• Text shown:
.....

Unstacking cities will make a huge difference in city planing.
It won't be easy to put 3 or 4 farms adjacent without losing good spots for districts or wonders.
From what I've seen so far, bonus resources are abundant so this could help city growth. Anyway, it will be hard to spread wonders and districts if you want to work your tiles. Better play wide, than tall?
 
Yes there are competition between districts and farms but I would say I would probably in most case go farms because food is so important, you do not want your whole population stuck as farmers, districts I can place in a cluster which atleast give some adjacency bonus.

In most cases farms do not compete with districts because they have very different optimal areas.

Tall and wide are more or less obsolete in civilization VI. The goal is to have as many cities with as large population as possible.
 
Q - do the adjacency bonuses work for improvements belonging to other cities? As a couple of posters have pointed out it might be tricky to exploit the farm bonus without gimping districts, wonder, etc. but perhaps it would be easier to group a bunch of farm at an 'intersection' between cities?
 
Q - do the adjacency bonuses work for improvements belonging to other cities? As a couple of posters have pointed out it might be tricky to exploit the farm bonus without gimping districts, wonder, etc. but perhaps it would be easier to group a bunch of farm at an 'intersection' between cities?
They do. Even from allied city states.
 
City intersections are certainly going to be valuable real estate, given that certain districts extend their effects to a certain tile radius, making placing them in city intersections optimal.

Overall it seems that maximizing farm bonuses will be very difficult to do while simultaneously balancing other yields.
 
Has anyone seen a player maximize farm benefits? (Ie, make use of huge food output and rely on farm housing) I'm intrigued by this but I've only really watched FilthyRobot's streams so far and he has mostly stuck to a similar tech order in all the games I've seen (rush to neighborhoods).

I'm also curious if any players have focused on early science districts while ignoring Eurekas, though that's not really on topic here.
 
Farm triangles/diamonds were a thing in Vox Populi so I was already kinda used to placing them like that, and it seems like it will be especially optimal to group your farms around farmable resources, resources and districts permitting. In some cases it may even be worth harvesting other resources to make more room for farms. Of course, this is assuming that ICS isn't a hugely successful strategy, but I don't think that's going to work well given how high production costs get later on.
 
As long as you aren't required to work the farm to get the housing bonus, I'm already planning on planting the farms well in advance of when the city "needs" it for production; other than the granary and for a non-fresh water city aqueduct, it's one of the cheapest ways to increase housing limits and it's necessarily to have a +2 surplus to avoid suffering the 50% growth penalty from being at +1.
I see the triangle thing as something more to be concerned with when converting some farms over to district tiles, but the districts own adjacency bonuses also work in this direction.

.....

• Dataset excerpt:
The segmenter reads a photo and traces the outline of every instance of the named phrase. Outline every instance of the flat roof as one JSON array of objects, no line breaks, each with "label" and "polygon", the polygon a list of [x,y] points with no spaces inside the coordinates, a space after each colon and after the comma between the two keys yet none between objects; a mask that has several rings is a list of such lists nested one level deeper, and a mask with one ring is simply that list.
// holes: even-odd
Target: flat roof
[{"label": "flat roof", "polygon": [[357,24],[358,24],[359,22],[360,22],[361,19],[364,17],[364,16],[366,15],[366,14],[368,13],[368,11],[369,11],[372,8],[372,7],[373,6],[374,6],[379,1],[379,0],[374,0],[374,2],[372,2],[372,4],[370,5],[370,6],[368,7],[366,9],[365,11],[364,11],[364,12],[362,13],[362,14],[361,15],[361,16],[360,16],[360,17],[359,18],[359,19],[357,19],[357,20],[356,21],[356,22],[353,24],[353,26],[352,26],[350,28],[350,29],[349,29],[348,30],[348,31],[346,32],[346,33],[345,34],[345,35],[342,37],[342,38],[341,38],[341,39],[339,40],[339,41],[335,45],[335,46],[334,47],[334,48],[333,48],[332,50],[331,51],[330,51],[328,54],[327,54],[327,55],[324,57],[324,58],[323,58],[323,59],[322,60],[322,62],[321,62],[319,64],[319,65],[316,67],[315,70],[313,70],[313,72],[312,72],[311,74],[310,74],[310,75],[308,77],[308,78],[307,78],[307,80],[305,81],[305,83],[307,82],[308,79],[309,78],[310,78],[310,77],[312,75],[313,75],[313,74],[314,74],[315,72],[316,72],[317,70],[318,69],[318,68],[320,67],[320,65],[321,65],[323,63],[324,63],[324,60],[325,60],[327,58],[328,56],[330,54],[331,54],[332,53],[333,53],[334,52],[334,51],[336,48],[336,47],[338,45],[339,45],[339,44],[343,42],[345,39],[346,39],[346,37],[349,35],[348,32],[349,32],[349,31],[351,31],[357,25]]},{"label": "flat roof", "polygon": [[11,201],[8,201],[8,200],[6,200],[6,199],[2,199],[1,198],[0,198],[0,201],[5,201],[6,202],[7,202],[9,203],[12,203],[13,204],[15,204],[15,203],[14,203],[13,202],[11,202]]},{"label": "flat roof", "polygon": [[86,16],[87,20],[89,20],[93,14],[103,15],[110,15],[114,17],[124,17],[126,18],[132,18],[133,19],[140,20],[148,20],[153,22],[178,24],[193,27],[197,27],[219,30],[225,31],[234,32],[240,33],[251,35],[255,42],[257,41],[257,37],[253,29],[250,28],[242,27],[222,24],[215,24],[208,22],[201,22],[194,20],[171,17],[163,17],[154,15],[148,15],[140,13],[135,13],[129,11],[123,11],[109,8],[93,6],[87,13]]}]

.....

• Exercise requirements:
A. According to the farm discussion, what is the goal in Civilization VI?
B. Reproduce the farm discussion verbatim from "From what I've" to "different optimal areas.".
The lines have nothing to do with the farm discussion.

• Full answers:
A. The goal is to have as many cities with as large population as possible.

B.
From what I've seen so far, bonus resources are abundant so this could help city growth. Anyway, it will be hard to spread wonders and districts if you want to work your tiles. Better play wide, than tall?
 
Yes there are competition between districts and farms but I would say I would probably in most case go farms because food is so important, you do not want your whole population stuck as farmers, districts I can place in a cluster which atleast give some adjacency bonus.

In most cases farms do not compete with districts because they have very different optimal areas.